═══ Task material ═══
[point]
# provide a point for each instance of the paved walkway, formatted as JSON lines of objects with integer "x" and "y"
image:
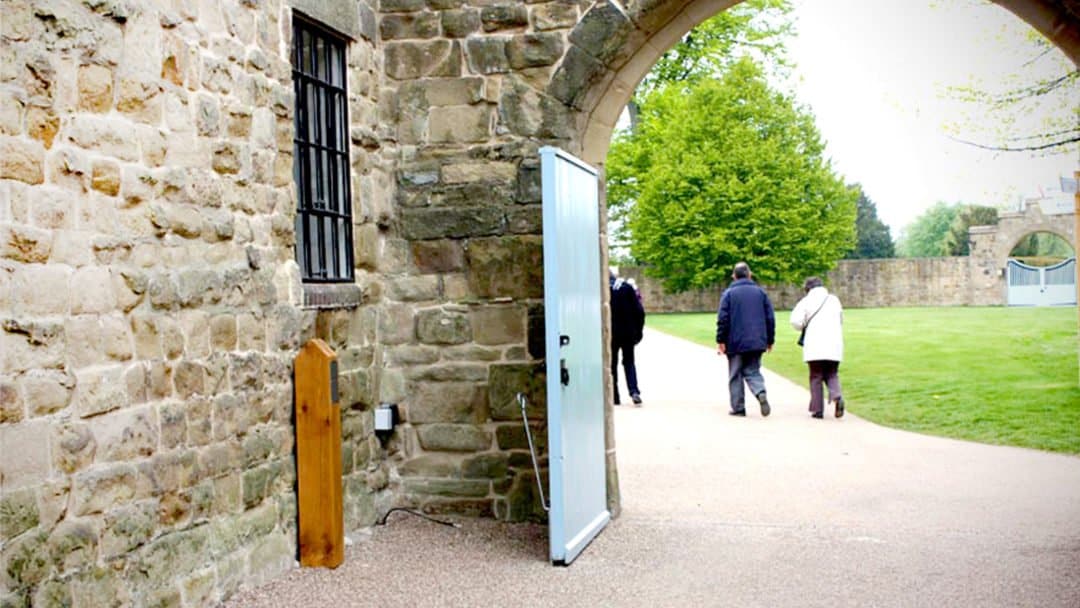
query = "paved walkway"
{"x": 723, "y": 511}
═══
◆ Assigned task:
Count the lines above holding "point". Give only the number.

◆ Answer section:
2